Source data
'''
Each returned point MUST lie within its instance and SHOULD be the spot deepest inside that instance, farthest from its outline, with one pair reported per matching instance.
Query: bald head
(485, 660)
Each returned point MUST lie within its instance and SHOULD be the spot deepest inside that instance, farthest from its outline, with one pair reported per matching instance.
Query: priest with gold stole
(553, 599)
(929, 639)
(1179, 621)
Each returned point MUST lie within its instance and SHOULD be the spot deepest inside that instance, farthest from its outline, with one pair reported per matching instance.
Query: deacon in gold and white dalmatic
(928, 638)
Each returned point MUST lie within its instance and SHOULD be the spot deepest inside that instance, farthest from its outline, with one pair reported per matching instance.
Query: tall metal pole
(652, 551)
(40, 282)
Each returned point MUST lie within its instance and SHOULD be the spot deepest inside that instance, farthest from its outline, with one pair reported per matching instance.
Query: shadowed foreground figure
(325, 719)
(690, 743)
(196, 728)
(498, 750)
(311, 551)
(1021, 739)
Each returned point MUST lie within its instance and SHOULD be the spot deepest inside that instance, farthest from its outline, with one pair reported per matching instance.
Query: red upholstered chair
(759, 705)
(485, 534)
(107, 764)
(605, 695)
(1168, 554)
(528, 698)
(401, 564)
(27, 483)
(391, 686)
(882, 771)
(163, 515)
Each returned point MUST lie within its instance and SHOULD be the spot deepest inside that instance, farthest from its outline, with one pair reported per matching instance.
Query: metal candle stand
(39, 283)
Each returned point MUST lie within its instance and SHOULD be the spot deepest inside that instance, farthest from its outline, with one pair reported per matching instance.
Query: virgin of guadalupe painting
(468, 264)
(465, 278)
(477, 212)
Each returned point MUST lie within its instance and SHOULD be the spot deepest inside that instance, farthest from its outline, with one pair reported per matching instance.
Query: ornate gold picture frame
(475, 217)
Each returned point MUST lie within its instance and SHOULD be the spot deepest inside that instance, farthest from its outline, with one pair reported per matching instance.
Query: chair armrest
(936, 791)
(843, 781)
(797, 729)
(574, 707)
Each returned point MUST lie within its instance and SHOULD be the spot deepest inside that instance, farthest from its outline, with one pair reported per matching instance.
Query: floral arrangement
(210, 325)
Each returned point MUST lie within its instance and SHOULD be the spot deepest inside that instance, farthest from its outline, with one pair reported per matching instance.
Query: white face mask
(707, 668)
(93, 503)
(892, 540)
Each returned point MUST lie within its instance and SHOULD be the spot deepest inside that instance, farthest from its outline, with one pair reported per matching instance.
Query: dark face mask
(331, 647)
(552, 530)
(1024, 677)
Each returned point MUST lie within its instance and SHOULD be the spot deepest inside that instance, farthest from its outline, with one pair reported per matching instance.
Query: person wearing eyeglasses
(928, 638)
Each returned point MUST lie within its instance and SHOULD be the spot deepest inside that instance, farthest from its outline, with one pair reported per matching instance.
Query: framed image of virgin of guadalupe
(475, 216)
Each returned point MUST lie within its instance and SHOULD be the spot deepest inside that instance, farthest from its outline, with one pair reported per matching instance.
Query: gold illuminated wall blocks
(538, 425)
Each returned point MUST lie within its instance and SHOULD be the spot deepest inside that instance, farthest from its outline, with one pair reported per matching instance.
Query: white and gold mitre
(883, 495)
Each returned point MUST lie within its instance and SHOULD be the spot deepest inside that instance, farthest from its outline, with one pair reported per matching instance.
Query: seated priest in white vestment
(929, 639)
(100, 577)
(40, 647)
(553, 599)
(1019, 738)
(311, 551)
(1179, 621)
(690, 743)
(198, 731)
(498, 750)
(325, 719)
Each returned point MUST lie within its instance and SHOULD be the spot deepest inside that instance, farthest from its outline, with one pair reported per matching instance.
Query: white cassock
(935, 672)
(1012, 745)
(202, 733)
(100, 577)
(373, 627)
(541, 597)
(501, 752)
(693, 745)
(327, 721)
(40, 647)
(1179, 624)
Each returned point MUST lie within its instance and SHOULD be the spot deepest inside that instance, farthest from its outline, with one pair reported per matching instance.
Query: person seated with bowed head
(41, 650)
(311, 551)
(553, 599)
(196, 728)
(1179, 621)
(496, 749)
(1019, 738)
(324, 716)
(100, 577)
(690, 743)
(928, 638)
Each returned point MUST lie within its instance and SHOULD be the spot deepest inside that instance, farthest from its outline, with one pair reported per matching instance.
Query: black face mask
'''
REQUIREMENT —
Extract each line of the listing above, copying it word for word.

EXERCISE SOLUTION —
Each returned point MUST lie within its instance and SHOULD be the spot deepest inside that instance, farthest from its outline, with one pair reported per matching instance.
Query: bald head
(485, 660)
Each returned point MUST lie within its instance and SHOULD be the spot deepest inside that instance, farthest from its outline, with one pair reported per matching instance.
Query: priest with gold stole
(553, 599)
(929, 639)
(1179, 621)
Each returned point MUST lie within its instance and SHOULD be the spot deepest inside that instance, farthest from its outline, with one pair reported per matching instance.
Query: deacon in gold and white dalmatic
(928, 638)
Each returned point MUST lie within its instance and SHOULD be the spot deepest inside that instance, farthest from its outline, with one pair reported per matching instance.
Query: tall metal pole
(652, 551)
(40, 282)
Each returned point MUST lie within its instance and SHOULD be the spot deepest inside that instance, farthest from its outline, with one pair reported per matching instance.
Query: shadowed foreground figure
(325, 719)
(690, 743)
(196, 728)
(498, 750)
(311, 551)
(1021, 739)
Each returned point MUST lie within its instance and SHOULD be the spot deepest inside that instance, farthest from its outline, with one pair reported per matching instance.
Query: red upholstered chair
(759, 705)
(485, 534)
(107, 764)
(605, 695)
(1168, 554)
(528, 698)
(401, 564)
(27, 483)
(391, 686)
(882, 771)
(163, 515)
Each returned point MUST lie within its instance and SHOULD be the spot deepest inside that instance, farthest from its outline, with one pair reported per matching instance.
Query: metal candle stand
(39, 283)
Each returned point MUST lie within its instance and SHOULD be the spot deepest inside that instance, farthest from its outline, with one pair reported per matching instance.
Query: virgin of guadalupe painting
(468, 264)
(465, 278)
(477, 212)
Each returned point MUST lie within its instance and SHOULD be the spot deepest inside that instance, farthest from its outline, with one pair reported per matching instance.
Query: ornate gold picture frame
(475, 217)
Each returned point MUST lie within its instance and SHOULD be the spot deepest inside that instance, farthest from its outline, with one pair reported per matching instance.
Query: chair armrest
(936, 791)
(843, 781)
(797, 729)
(574, 707)
Each returned point MUST lie within its instance and SHOULD be the spot deepest inside that instance, farthest from its outline, with one pair reported per matching instance.
Query: floral arrangement
(210, 325)
Each returned point MUST lie within its instance and SHOULD be the spot deepest inside that instance, farthest from its outline, with one pair reported per matching instance.
Query: white face mask
(707, 668)
(93, 503)
(892, 540)
Each returned point MUST lie within its instance and SHOULD be the spot deepest inside that instance, farthest from its outline, with one pair reported per matching instance.
Query: dark face mask
(331, 647)
(552, 530)
(1024, 677)
Each returned point MUST lie within its instance and SHOULD be the spot deepest inside that instance, farthest from its outline, with one pair reported per matching instance.
Query: person wearing eyeglasses
(928, 638)
Each returned point MUST lie within its instance and SHOULD be the spot deepest inside that instance, farthest from its outline, with one pair reported per matching instance.
Query: framed image of virgin of guadalupe
(475, 216)
Each returned point MUST lie within its instance and SHOULD be the spot deepest inside that instance, farthest from its outline, with one pair reported per matching instance.
Query: gold illuminated wall blocks
(538, 425)
Each returned point MUST lie within its instance and SHOULD be the spot deepest inside that instance, farthest from its outline, with one pair reported per matching instance.
Query: white and gold mitre
(883, 495)
Each returned point MUST lie within its instance and SHOULD be the spot deepest inside that instance, farthest from its outline, with one pair reported per matching instance.
Query: seated priest in white vestment
(929, 639)
(100, 577)
(40, 647)
(553, 599)
(1019, 738)
(311, 551)
(1179, 621)
(690, 743)
(198, 731)
(498, 750)
(325, 719)
Each returned point MUST lie within its instance and SHOULD be the spot deepest inside that instance, farthest from its outline, with one pair reported per matching instance.
Query: white cassock
(935, 672)
(1012, 745)
(202, 733)
(100, 577)
(373, 627)
(541, 597)
(501, 752)
(693, 745)
(327, 721)
(40, 647)
(1179, 624)
Each returned point MUST lie within its instance and SHOULD be the spot deepest inside that instance, farthest from its outline, with one pair reported per matching instance.
Query: person seated with bowed head
(41, 650)
(311, 551)
(553, 599)
(196, 728)
(1179, 621)
(496, 749)
(1019, 738)
(324, 716)
(100, 577)
(690, 743)
(928, 638)
Each returned point MUST lie within its instance and SHOULD be the spot deepest inside that instance, farthest from its outline, with one pair reported per matching instance.
Query: black face mask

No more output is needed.